EXERCISE DETAILS: Among the entries that follow, the required portion opens with the line containing "lips as a reference point." and closes with the line containing "Target: stone column". Give that portion again exactly, and nothing else.

Saved entries

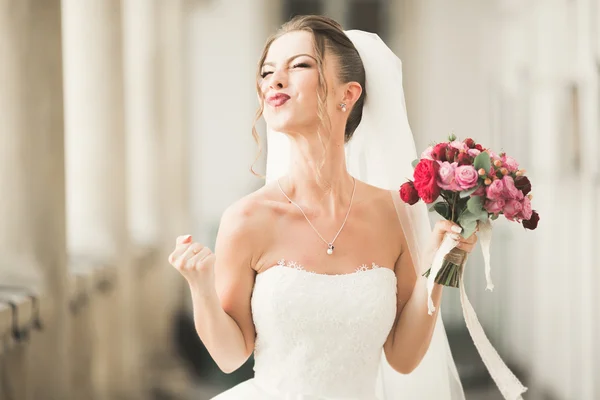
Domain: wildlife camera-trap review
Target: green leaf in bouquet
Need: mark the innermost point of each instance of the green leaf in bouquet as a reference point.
(483, 161)
(468, 221)
(469, 227)
(475, 205)
(443, 209)
(467, 193)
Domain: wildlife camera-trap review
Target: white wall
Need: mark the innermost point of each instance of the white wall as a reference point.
(225, 41)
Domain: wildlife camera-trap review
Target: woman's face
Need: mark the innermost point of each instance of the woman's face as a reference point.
(290, 81)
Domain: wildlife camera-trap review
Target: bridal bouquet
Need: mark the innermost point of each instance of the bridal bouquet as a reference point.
(469, 184)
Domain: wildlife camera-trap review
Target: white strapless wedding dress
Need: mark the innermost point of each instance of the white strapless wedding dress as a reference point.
(318, 336)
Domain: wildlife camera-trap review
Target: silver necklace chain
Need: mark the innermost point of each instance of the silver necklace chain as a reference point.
(329, 244)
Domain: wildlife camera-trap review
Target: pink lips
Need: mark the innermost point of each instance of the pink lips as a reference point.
(278, 99)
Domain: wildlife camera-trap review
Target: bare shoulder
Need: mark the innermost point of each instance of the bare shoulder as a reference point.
(380, 204)
(244, 221)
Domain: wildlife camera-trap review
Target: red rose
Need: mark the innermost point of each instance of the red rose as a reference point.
(532, 222)
(451, 153)
(470, 143)
(464, 159)
(439, 152)
(522, 183)
(408, 193)
(425, 175)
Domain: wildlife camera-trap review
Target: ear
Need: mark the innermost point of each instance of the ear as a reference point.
(352, 93)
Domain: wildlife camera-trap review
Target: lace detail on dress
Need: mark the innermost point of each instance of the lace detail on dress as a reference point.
(294, 265)
(321, 334)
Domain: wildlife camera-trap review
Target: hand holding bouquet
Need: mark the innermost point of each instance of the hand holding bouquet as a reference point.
(470, 186)
(467, 184)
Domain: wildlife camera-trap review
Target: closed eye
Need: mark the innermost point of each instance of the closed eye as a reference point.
(299, 65)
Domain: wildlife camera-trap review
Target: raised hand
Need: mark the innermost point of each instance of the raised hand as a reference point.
(194, 261)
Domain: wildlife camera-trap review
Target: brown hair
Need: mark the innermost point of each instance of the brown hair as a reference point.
(328, 37)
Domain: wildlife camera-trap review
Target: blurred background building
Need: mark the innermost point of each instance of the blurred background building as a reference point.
(124, 123)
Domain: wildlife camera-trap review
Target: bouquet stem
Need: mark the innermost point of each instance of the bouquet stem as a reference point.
(452, 268)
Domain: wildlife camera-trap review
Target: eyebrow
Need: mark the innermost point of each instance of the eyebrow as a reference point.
(289, 59)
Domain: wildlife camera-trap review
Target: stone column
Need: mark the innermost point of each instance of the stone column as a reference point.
(168, 372)
(144, 154)
(96, 176)
(32, 210)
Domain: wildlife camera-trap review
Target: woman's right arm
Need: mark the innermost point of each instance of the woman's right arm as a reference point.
(222, 312)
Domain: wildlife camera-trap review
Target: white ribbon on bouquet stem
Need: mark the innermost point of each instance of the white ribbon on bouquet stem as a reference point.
(508, 384)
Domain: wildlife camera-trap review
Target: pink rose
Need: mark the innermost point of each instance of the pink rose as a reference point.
(427, 153)
(446, 176)
(466, 176)
(512, 209)
(510, 163)
(493, 155)
(457, 144)
(496, 190)
(473, 152)
(526, 211)
(510, 190)
(479, 192)
(494, 206)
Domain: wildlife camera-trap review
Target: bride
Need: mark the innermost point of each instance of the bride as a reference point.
(318, 273)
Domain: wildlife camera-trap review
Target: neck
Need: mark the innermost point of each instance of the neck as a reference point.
(318, 187)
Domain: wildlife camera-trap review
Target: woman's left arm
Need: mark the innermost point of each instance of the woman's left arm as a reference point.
(411, 334)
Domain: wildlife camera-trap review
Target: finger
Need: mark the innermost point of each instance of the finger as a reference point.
(179, 250)
(447, 226)
(183, 239)
(195, 261)
(466, 247)
(191, 250)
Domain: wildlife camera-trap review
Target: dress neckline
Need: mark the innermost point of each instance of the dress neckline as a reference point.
(298, 267)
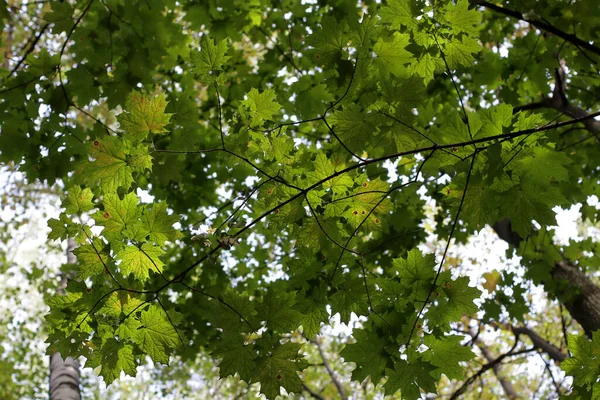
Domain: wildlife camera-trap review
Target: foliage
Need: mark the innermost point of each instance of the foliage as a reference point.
(233, 178)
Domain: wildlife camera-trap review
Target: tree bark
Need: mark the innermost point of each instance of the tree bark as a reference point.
(64, 374)
(509, 389)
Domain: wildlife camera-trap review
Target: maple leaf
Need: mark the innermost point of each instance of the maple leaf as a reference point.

WRITTEN SOLUTION:
Need: mark the innermost point of each instance of the pink lips as a reference point.
(278, 99)
Domain: wildlife camera-trap review
Target: bare shoulder
Need: mark the innermost point of each instance of the bare shoulder as a reference point.
(380, 204)
(244, 221)
Domain: wildlife camera-trap review
Target: red rose
Need: mark the innermost point of each instance of the red rose as a reference point.
(532, 222)
(451, 153)
(470, 143)
(464, 159)
(439, 152)
(522, 183)
(408, 193)
(425, 175)
Domain: wildlife camera-trap review
Target: ear
Need: mark the innermost point of each instance of the ear as a reference point.
(352, 93)
Domain: wildlife camera-trap review
Target: lace detail on dress
Need: mark the innermost point of each instance of the lace detail on dress as a reference point.
(294, 265)
(321, 334)
Domain: wildlife camera-trap review
Target: hand holding bouquet
Need: mark the innermost point of each instance of the hand holding bouquet as a reference point.
(470, 186)
(467, 184)
Domain: wildlife camera-trap review
Target: closed eye
Need: mark the innermost point of each instance of the closed eye as a reference point.
(299, 65)
Domain: wildlife camera-trap review
Target: raised hand
Need: mark the innermost point of each instance of the raised hand as a reference point.
(194, 261)
Domain: wildlife camera-trap review
Target: brown hair
Need: mark the innermost point of each instance of the brown hair as a reference point.
(328, 37)
Domain: wildlife camera-trap review
Target: blurred background building
Need: mark the innermost point of each instance of the blurred background building as a reference point.
(124, 123)
Domain: wildlife camera-trap review
Target: bouquet stem
Need: mark the innermost point of each instance of the bouquet stem as a reference point.
(452, 268)
Domain: wildlife camera-trap review
Target: eyebrow
Need: mark the innermost point of each instance of the eyebrow as a reference point.
(289, 59)
Domain: wildlife camera-trap review
Target: stone column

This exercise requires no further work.